**Given instruction**
Count how many lines in the entries below contain the word "front", matching case exactly. Reply with the number alone.

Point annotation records
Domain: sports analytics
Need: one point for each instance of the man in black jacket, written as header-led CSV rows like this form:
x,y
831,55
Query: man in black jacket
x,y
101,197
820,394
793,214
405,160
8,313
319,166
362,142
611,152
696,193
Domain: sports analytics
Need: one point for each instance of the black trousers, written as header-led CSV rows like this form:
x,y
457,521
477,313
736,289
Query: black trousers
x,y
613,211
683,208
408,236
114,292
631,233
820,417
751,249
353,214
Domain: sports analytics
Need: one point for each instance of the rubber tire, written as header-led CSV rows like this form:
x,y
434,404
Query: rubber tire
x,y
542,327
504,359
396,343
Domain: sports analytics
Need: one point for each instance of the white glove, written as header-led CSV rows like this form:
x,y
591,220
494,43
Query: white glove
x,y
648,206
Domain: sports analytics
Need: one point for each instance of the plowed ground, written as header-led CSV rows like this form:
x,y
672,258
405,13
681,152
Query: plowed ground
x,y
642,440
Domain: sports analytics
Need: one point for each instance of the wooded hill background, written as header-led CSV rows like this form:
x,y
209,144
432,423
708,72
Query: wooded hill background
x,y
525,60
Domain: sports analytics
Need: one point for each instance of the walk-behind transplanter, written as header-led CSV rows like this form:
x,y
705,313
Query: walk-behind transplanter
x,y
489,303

---

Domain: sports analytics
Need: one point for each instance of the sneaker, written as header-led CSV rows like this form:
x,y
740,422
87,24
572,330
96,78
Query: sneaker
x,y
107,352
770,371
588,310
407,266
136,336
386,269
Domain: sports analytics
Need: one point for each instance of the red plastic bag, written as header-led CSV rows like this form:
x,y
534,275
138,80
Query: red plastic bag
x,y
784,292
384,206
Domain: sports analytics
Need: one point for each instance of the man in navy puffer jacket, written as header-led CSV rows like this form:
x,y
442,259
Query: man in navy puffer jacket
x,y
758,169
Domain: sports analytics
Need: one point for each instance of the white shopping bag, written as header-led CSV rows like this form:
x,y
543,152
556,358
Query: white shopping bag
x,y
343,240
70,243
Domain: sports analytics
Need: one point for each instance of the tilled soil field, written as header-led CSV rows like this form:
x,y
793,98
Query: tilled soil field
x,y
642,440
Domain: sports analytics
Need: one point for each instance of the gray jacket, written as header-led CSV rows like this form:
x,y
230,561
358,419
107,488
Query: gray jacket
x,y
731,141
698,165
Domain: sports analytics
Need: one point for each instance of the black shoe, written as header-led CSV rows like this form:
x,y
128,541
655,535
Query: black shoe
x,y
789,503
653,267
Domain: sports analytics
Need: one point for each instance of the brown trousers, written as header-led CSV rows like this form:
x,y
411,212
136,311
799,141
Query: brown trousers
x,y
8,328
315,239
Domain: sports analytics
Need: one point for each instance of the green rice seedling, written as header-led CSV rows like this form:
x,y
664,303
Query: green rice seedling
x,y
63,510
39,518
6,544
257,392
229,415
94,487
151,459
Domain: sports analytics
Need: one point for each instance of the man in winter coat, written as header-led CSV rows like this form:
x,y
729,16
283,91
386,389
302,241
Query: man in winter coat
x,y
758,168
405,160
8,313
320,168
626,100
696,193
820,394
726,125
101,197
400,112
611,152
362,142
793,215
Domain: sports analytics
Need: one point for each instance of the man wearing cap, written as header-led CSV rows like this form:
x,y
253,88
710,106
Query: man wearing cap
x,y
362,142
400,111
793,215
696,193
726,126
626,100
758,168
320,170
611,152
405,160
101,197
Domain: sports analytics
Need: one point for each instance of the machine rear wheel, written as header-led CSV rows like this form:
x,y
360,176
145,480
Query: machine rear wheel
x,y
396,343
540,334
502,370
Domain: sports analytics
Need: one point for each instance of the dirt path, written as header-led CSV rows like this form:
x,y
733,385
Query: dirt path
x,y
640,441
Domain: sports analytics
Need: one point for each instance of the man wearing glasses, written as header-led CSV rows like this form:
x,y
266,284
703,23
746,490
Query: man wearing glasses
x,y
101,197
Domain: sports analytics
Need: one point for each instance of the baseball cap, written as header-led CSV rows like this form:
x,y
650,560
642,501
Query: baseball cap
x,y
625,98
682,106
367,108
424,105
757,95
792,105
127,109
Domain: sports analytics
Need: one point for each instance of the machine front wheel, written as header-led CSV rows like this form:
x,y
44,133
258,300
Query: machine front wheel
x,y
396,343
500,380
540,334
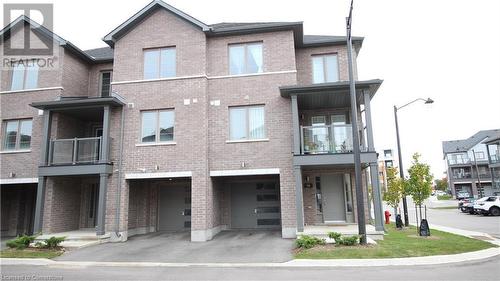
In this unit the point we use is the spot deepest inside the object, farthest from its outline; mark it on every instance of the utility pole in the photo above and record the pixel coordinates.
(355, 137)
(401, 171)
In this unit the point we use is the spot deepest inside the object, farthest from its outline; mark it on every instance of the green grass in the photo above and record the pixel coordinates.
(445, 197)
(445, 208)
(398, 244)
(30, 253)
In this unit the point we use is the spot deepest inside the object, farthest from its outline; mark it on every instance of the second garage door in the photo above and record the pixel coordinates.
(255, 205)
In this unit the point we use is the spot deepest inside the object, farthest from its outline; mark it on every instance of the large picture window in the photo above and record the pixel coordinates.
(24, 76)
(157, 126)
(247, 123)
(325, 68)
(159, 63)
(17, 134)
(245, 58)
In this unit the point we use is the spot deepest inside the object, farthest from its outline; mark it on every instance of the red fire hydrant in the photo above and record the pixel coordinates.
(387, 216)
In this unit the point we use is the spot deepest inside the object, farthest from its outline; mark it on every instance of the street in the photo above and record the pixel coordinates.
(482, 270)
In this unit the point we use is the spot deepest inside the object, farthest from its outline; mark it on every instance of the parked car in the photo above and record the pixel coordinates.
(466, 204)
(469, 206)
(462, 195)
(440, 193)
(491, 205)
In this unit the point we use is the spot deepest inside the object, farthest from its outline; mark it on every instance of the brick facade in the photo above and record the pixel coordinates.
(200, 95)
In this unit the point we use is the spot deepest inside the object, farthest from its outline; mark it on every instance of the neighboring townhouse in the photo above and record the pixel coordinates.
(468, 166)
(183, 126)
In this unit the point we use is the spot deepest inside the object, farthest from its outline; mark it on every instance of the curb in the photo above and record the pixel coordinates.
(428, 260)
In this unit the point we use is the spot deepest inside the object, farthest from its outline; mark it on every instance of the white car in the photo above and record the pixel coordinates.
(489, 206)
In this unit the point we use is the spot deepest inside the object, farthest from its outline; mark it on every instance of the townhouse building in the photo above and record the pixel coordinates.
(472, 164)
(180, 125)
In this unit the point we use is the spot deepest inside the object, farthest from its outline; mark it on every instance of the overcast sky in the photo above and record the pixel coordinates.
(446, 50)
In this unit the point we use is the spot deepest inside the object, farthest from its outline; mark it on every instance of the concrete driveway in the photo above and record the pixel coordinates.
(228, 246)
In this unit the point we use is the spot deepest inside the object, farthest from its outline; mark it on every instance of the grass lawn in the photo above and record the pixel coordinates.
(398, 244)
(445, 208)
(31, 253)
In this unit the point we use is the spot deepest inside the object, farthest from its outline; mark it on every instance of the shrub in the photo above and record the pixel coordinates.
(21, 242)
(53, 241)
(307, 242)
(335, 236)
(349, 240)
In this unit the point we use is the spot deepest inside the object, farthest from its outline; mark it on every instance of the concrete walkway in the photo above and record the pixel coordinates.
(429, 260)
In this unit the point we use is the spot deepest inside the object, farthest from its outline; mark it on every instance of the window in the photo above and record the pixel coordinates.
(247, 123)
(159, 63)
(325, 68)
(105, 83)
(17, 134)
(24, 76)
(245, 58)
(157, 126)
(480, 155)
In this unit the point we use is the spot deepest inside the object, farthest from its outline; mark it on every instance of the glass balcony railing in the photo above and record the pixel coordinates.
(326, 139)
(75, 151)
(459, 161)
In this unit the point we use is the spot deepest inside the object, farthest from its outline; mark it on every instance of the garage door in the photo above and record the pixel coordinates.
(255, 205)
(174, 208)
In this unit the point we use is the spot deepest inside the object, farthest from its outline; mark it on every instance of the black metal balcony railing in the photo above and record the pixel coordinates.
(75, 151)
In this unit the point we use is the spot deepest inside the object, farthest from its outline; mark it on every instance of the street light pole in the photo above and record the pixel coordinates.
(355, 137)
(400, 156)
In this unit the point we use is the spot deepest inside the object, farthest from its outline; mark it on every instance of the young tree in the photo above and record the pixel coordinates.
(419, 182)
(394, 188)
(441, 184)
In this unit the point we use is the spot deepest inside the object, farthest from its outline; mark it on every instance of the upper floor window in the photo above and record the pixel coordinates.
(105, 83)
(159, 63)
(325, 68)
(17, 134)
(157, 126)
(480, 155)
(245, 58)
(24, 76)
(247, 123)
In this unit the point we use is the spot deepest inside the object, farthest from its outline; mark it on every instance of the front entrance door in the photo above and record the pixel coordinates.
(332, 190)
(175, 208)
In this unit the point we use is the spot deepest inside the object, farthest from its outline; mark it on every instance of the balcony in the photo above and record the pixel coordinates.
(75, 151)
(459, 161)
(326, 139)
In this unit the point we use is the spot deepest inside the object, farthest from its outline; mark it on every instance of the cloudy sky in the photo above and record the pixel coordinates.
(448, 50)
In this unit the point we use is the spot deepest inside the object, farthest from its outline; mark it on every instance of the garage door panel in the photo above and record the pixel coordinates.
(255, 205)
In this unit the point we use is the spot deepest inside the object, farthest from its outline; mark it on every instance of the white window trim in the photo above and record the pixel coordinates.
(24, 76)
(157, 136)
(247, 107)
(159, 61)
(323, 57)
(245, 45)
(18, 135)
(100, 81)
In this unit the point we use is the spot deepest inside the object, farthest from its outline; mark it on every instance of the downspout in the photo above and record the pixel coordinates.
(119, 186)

**Solution to the problem**
3